------ Material provided

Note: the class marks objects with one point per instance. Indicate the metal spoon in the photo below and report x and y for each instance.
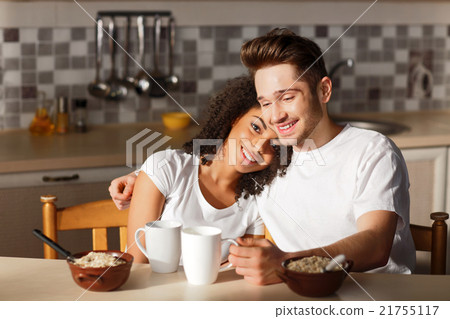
(335, 262)
(97, 88)
(117, 90)
(54, 245)
(172, 80)
(127, 80)
(159, 87)
(142, 80)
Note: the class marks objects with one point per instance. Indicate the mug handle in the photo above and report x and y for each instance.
(138, 241)
(229, 264)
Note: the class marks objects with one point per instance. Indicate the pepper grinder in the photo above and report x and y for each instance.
(62, 115)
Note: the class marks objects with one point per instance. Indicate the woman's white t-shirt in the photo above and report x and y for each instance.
(175, 174)
(326, 190)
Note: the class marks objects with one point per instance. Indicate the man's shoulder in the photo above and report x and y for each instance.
(369, 139)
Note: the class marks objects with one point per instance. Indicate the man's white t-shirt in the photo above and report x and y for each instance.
(326, 190)
(175, 174)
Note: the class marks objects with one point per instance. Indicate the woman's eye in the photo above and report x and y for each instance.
(256, 127)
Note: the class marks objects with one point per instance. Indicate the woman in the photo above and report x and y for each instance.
(210, 185)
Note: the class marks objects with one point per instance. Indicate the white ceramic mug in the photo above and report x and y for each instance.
(201, 249)
(163, 244)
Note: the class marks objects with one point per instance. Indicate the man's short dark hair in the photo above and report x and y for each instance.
(281, 46)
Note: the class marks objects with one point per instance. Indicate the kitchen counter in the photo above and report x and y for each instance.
(47, 279)
(426, 128)
(101, 146)
(105, 145)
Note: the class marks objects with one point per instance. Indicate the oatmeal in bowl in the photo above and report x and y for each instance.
(305, 276)
(101, 270)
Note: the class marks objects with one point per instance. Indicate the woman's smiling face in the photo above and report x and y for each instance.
(249, 141)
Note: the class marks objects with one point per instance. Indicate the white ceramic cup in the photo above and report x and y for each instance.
(201, 249)
(163, 244)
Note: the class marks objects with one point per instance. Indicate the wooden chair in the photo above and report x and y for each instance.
(434, 240)
(98, 216)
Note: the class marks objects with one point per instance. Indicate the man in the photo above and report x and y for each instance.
(346, 190)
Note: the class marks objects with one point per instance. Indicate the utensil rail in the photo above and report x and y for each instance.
(101, 14)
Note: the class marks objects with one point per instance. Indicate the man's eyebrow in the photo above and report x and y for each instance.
(262, 122)
(282, 91)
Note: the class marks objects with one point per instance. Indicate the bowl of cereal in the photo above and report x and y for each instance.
(306, 275)
(100, 270)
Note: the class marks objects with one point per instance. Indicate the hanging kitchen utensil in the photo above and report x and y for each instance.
(158, 87)
(142, 81)
(172, 80)
(117, 90)
(98, 88)
(127, 80)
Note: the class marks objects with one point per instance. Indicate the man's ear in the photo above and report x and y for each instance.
(324, 89)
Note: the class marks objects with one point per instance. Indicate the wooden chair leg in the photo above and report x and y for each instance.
(439, 243)
(49, 224)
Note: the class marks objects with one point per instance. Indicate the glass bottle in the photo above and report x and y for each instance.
(62, 115)
(42, 123)
(80, 115)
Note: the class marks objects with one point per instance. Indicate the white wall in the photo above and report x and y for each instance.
(72, 13)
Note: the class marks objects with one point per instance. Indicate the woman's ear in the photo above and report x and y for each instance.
(324, 89)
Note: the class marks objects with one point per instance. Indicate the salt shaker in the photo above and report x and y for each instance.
(80, 115)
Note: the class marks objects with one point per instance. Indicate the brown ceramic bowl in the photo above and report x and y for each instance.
(313, 284)
(104, 278)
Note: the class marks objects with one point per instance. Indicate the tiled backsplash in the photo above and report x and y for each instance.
(399, 67)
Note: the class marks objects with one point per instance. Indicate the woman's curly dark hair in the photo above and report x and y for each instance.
(224, 108)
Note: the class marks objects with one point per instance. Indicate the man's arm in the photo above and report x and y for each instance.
(369, 248)
(121, 190)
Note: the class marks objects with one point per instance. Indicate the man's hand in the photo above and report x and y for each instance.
(256, 260)
(121, 190)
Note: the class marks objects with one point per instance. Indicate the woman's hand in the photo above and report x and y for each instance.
(256, 260)
(121, 190)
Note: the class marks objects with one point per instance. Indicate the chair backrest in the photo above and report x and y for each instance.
(434, 240)
(98, 216)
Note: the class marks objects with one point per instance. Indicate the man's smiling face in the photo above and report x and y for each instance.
(288, 105)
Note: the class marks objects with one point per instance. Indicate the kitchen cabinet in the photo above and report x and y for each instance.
(429, 191)
(20, 207)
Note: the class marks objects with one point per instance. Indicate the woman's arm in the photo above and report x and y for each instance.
(253, 236)
(146, 205)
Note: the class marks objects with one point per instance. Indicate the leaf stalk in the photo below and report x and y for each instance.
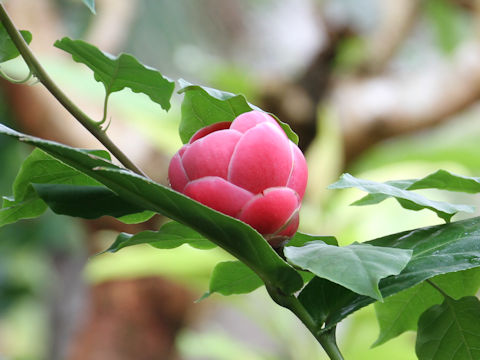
(325, 338)
(39, 72)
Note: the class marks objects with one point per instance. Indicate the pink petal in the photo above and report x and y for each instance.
(268, 213)
(176, 173)
(209, 129)
(262, 159)
(299, 176)
(218, 194)
(248, 120)
(210, 155)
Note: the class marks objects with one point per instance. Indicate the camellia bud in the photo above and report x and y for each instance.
(247, 169)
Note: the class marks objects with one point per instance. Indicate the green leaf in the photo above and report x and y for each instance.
(407, 199)
(322, 298)
(26, 209)
(400, 312)
(441, 180)
(123, 71)
(43, 180)
(450, 331)
(232, 277)
(8, 50)
(90, 4)
(203, 106)
(169, 236)
(447, 22)
(358, 267)
(437, 250)
(300, 239)
(239, 239)
(88, 202)
(40, 168)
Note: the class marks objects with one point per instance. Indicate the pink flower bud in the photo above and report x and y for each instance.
(247, 169)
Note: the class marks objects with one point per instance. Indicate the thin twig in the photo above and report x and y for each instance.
(40, 73)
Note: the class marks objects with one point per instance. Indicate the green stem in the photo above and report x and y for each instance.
(40, 73)
(15, 81)
(326, 338)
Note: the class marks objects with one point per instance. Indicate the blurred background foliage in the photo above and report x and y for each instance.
(383, 89)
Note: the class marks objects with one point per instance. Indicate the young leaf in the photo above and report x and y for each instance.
(407, 199)
(123, 71)
(358, 267)
(437, 250)
(169, 236)
(203, 106)
(450, 331)
(90, 4)
(239, 239)
(8, 50)
(400, 312)
(232, 277)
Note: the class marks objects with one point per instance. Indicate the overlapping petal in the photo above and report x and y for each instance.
(247, 169)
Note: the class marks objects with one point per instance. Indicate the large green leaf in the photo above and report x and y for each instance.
(8, 50)
(441, 179)
(400, 312)
(358, 267)
(232, 277)
(44, 180)
(450, 331)
(123, 71)
(88, 202)
(407, 199)
(239, 239)
(40, 168)
(169, 236)
(437, 250)
(203, 106)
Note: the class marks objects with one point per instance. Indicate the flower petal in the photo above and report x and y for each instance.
(218, 194)
(210, 155)
(299, 175)
(271, 211)
(262, 159)
(176, 173)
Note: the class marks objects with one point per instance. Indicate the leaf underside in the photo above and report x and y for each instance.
(401, 191)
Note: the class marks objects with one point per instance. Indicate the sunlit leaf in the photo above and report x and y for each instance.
(407, 199)
(169, 236)
(450, 331)
(300, 239)
(88, 202)
(400, 312)
(437, 250)
(239, 239)
(232, 277)
(40, 168)
(358, 267)
(8, 50)
(441, 180)
(123, 71)
(203, 106)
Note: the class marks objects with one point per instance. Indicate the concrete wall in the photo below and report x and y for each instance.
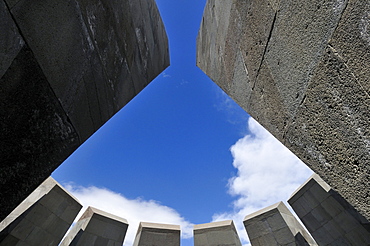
(66, 67)
(152, 234)
(42, 218)
(216, 234)
(327, 216)
(97, 228)
(301, 69)
(276, 225)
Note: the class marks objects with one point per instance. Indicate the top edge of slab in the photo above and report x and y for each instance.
(214, 225)
(265, 210)
(313, 177)
(159, 226)
(105, 214)
(43, 189)
(50, 179)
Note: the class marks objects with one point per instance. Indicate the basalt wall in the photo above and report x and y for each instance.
(301, 69)
(66, 67)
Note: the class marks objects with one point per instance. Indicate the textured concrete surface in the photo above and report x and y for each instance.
(42, 218)
(301, 69)
(153, 234)
(276, 225)
(216, 234)
(327, 216)
(66, 67)
(97, 228)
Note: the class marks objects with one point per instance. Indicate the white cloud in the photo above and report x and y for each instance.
(267, 173)
(133, 210)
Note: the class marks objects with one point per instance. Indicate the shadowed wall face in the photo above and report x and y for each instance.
(97, 228)
(300, 68)
(66, 67)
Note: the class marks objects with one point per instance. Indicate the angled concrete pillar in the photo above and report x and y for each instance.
(153, 234)
(276, 225)
(97, 228)
(327, 216)
(42, 218)
(216, 234)
(66, 67)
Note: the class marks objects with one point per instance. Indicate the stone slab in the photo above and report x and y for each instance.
(216, 233)
(276, 225)
(332, 220)
(66, 68)
(301, 70)
(96, 227)
(37, 221)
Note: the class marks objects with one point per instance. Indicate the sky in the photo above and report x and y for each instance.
(181, 152)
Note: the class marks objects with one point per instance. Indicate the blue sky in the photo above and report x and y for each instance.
(181, 151)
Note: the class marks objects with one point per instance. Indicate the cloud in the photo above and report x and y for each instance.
(267, 173)
(133, 210)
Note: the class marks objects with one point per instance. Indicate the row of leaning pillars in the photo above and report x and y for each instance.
(45, 216)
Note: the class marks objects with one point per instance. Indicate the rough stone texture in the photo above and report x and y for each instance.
(301, 69)
(97, 228)
(216, 233)
(42, 218)
(152, 234)
(66, 67)
(276, 225)
(327, 216)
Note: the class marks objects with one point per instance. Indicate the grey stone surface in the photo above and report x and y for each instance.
(66, 67)
(96, 227)
(216, 234)
(42, 218)
(330, 219)
(153, 234)
(276, 225)
(300, 68)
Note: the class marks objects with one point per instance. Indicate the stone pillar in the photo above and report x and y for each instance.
(276, 225)
(152, 234)
(329, 218)
(61, 80)
(216, 233)
(96, 227)
(42, 218)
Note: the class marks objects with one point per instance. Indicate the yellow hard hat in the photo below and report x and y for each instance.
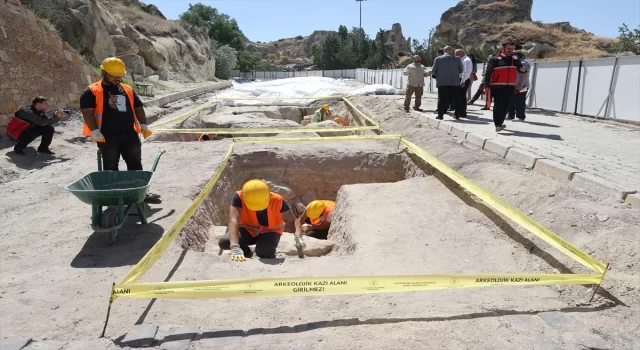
(256, 194)
(113, 66)
(315, 209)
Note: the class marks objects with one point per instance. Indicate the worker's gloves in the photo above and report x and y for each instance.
(236, 253)
(96, 136)
(300, 242)
(144, 129)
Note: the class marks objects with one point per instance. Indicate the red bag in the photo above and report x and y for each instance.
(16, 127)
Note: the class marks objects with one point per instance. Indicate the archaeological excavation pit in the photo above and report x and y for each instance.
(301, 173)
(260, 117)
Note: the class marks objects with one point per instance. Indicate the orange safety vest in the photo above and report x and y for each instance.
(504, 75)
(15, 127)
(329, 206)
(249, 219)
(98, 92)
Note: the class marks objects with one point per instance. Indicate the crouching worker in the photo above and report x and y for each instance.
(257, 216)
(317, 218)
(30, 122)
(321, 114)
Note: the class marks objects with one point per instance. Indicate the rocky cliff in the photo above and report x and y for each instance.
(296, 52)
(137, 33)
(485, 24)
(35, 61)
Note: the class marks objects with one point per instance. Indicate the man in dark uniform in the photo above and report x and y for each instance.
(501, 76)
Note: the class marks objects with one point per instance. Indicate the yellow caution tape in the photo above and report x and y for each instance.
(183, 116)
(161, 246)
(235, 131)
(321, 286)
(318, 139)
(275, 98)
(509, 211)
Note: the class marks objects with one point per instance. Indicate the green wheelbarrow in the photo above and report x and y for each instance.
(119, 191)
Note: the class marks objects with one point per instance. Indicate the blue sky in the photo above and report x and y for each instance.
(270, 20)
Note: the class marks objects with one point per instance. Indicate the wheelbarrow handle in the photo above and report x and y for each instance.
(155, 162)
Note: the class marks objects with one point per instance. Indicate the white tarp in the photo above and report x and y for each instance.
(277, 91)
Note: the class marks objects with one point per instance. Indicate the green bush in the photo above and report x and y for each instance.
(226, 59)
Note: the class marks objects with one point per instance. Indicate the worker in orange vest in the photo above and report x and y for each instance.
(501, 77)
(257, 216)
(316, 218)
(114, 117)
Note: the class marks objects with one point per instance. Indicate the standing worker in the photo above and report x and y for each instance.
(316, 218)
(518, 105)
(257, 216)
(321, 114)
(416, 73)
(114, 117)
(448, 72)
(501, 77)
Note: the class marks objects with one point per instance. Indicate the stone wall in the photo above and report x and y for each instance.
(35, 61)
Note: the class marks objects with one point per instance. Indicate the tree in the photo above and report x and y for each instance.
(343, 33)
(385, 53)
(220, 26)
(629, 39)
(226, 59)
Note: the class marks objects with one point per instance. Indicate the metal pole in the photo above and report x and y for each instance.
(612, 87)
(575, 111)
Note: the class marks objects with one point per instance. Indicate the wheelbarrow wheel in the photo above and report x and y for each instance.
(109, 219)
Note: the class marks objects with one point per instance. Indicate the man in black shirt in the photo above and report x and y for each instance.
(39, 125)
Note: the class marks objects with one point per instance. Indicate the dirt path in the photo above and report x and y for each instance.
(55, 277)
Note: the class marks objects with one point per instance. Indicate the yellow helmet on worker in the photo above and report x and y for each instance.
(256, 194)
(113, 66)
(315, 209)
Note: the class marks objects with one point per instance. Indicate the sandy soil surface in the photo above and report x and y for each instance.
(55, 277)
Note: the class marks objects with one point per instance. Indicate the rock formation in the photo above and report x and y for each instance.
(399, 45)
(485, 24)
(467, 12)
(35, 61)
(141, 36)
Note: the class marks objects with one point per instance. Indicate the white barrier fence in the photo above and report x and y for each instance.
(605, 87)
(342, 73)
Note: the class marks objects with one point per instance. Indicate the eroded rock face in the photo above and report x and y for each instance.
(458, 21)
(100, 31)
(124, 45)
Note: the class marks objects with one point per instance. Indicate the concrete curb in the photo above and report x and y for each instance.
(523, 157)
(497, 147)
(555, 169)
(540, 164)
(476, 140)
(166, 99)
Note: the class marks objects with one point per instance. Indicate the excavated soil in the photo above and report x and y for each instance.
(394, 216)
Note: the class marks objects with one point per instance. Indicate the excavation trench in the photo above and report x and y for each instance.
(253, 117)
(301, 175)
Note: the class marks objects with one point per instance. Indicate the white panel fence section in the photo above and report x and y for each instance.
(605, 87)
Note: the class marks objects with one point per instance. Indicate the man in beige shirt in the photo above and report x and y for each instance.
(416, 73)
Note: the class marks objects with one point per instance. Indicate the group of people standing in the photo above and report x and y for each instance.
(506, 81)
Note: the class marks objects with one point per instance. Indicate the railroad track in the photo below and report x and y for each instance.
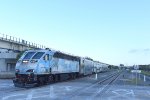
(103, 85)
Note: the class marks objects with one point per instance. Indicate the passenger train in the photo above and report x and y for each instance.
(42, 66)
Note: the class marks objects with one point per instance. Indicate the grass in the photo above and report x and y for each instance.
(145, 73)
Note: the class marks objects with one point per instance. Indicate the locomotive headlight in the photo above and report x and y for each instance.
(30, 70)
(33, 61)
(17, 70)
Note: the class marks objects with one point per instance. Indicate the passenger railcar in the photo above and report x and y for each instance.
(36, 67)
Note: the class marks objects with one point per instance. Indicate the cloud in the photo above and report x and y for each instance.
(147, 50)
(133, 51)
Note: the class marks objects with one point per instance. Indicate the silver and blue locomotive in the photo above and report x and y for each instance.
(36, 67)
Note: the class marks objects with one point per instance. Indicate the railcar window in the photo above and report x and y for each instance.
(29, 55)
(38, 55)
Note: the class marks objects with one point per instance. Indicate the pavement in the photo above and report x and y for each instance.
(123, 88)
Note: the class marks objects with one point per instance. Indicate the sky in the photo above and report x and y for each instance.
(110, 31)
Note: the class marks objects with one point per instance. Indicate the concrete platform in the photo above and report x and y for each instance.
(121, 89)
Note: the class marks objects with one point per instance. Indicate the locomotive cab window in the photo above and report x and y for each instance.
(38, 55)
(29, 55)
(46, 57)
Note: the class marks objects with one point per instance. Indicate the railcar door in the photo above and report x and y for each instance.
(46, 59)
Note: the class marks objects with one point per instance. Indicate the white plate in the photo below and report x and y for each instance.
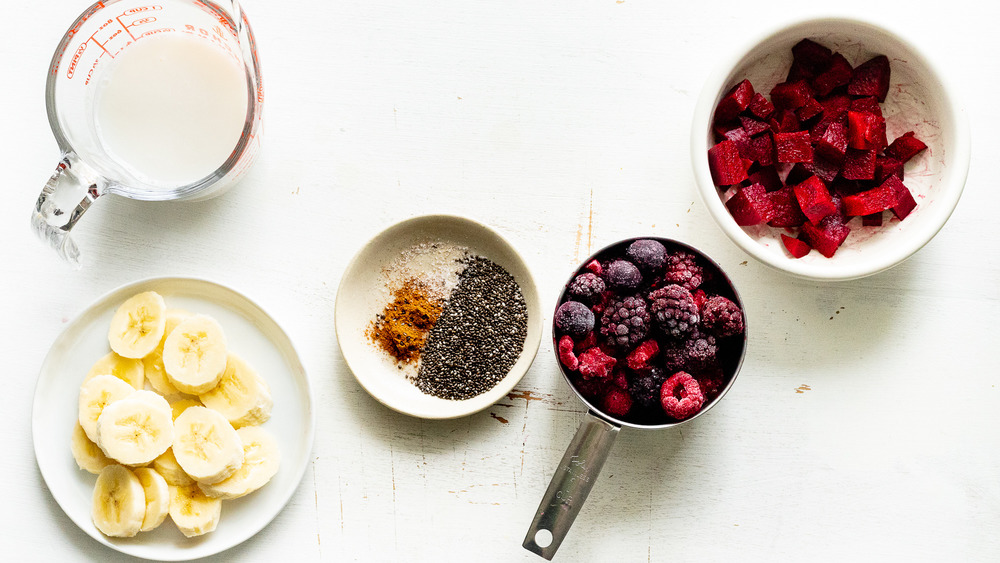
(252, 334)
(358, 302)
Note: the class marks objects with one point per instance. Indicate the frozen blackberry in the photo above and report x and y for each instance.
(587, 288)
(683, 270)
(622, 275)
(645, 388)
(721, 317)
(648, 255)
(574, 318)
(674, 310)
(625, 321)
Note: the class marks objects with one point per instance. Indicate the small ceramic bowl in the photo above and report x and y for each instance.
(919, 100)
(362, 295)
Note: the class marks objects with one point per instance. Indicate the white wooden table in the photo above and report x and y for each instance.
(865, 423)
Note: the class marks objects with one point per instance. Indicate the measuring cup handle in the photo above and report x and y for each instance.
(571, 483)
(64, 199)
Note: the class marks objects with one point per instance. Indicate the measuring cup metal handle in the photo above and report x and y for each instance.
(64, 199)
(571, 483)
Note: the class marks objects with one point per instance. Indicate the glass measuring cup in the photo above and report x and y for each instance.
(99, 41)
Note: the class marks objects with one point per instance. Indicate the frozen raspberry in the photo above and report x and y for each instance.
(683, 269)
(646, 387)
(575, 318)
(681, 396)
(587, 288)
(648, 255)
(625, 321)
(617, 403)
(623, 275)
(721, 317)
(594, 363)
(674, 310)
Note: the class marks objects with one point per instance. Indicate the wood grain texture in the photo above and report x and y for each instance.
(864, 424)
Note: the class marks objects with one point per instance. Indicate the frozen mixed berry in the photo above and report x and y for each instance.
(681, 396)
(683, 269)
(622, 275)
(674, 310)
(575, 318)
(648, 255)
(721, 317)
(625, 322)
(645, 387)
(587, 288)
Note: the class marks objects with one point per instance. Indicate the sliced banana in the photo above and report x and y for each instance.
(193, 512)
(206, 446)
(119, 503)
(129, 370)
(136, 429)
(194, 354)
(86, 453)
(168, 468)
(153, 362)
(157, 496)
(260, 462)
(137, 326)
(242, 396)
(95, 394)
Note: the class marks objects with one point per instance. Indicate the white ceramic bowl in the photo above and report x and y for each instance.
(919, 99)
(359, 299)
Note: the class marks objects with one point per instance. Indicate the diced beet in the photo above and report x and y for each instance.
(760, 107)
(814, 199)
(837, 74)
(871, 79)
(859, 165)
(828, 236)
(905, 147)
(750, 205)
(786, 209)
(794, 147)
(791, 95)
(735, 101)
(725, 164)
(797, 248)
(833, 144)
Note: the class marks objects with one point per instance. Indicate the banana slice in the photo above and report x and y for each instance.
(137, 326)
(119, 503)
(95, 394)
(206, 446)
(157, 498)
(194, 355)
(193, 512)
(168, 468)
(241, 396)
(86, 453)
(136, 429)
(129, 370)
(153, 362)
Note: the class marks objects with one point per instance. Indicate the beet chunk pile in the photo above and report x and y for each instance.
(816, 154)
(660, 340)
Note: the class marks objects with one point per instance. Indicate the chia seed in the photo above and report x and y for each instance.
(479, 335)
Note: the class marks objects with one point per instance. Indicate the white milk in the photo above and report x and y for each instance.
(172, 108)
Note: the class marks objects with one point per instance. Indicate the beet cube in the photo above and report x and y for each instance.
(905, 147)
(871, 79)
(794, 147)
(735, 101)
(725, 164)
(797, 248)
(814, 199)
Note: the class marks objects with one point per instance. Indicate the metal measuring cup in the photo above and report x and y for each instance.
(591, 445)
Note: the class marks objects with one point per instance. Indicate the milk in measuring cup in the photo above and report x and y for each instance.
(172, 108)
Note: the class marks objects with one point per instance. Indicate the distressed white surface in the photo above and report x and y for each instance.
(864, 424)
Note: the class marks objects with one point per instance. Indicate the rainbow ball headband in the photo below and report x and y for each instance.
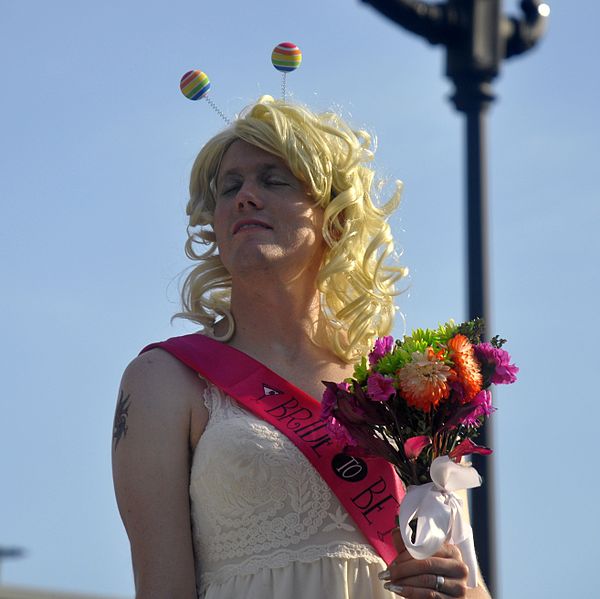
(286, 57)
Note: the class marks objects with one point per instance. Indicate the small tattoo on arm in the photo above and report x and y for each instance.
(120, 424)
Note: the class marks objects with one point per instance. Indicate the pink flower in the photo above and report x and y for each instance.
(329, 400)
(466, 447)
(482, 406)
(379, 387)
(383, 346)
(415, 445)
(496, 364)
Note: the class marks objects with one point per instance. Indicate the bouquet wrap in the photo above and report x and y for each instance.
(438, 513)
(419, 403)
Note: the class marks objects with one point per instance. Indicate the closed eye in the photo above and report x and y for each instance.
(229, 189)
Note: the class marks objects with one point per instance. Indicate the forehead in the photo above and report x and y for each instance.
(242, 156)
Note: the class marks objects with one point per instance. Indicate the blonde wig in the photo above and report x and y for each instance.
(356, 283)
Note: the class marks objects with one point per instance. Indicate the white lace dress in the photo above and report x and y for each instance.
(265, 524)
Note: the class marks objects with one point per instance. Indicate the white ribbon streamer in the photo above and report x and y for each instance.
(439, 515)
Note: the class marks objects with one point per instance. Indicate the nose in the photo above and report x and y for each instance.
(248, 196)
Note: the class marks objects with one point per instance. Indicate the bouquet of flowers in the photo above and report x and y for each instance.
(419, 403)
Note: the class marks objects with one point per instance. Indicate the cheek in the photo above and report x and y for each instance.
(219, 223)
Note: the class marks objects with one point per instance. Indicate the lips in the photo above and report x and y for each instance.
(250, 223)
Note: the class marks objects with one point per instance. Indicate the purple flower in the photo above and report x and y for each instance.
(481, 406)
(415, 445)
(496, 364)
(329, 401)
(383, 346)
(340, 433)
(380, 387)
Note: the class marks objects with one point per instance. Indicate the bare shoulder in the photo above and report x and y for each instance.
(158, 406)
(157, 370)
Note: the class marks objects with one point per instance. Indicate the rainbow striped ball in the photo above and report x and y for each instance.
(286, 57)
(194, 85)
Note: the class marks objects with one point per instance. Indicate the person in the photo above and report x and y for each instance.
(292, 269)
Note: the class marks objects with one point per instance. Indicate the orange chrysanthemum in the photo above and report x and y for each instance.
(424, 381)
(466, 366)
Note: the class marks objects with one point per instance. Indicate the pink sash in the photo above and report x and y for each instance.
(369, 489)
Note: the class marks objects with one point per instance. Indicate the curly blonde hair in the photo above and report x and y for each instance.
(356, 283)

------------

Please quote nothing but the lines from the line with "Indicate the bare" through the end of the data above, exactly as written, ends included.

Note: the class marks objects with one point per instance. Indicate the bare shoulder in the photo above and report x and y for each instance.
(158, 406)
(157, 370)
Note: the class marks objects with one point per instance. Indicate the rainbow striped ball in the photo above and report x and y for each instance.
(286, 57)
(194, 85)
Note: the class marks objects with one point per instance. Indicate the person in the photo above and report x and y for each instance.
(292, 269)
Note: the class marks objects with one point per instance. Indicate the orange chrysanthemum in the photo above and report x and y for each instance.
(424, 381)
(466, 366)
Note: the class marks objects with one point per instance. Indicate the pink sash in the photo above and report x and y for each instance.
(369, 489)
Note: the class marks objects with one point per instance. Indicate the curly blonde hair in the photo above and report x and y for each instance.
(356, 283)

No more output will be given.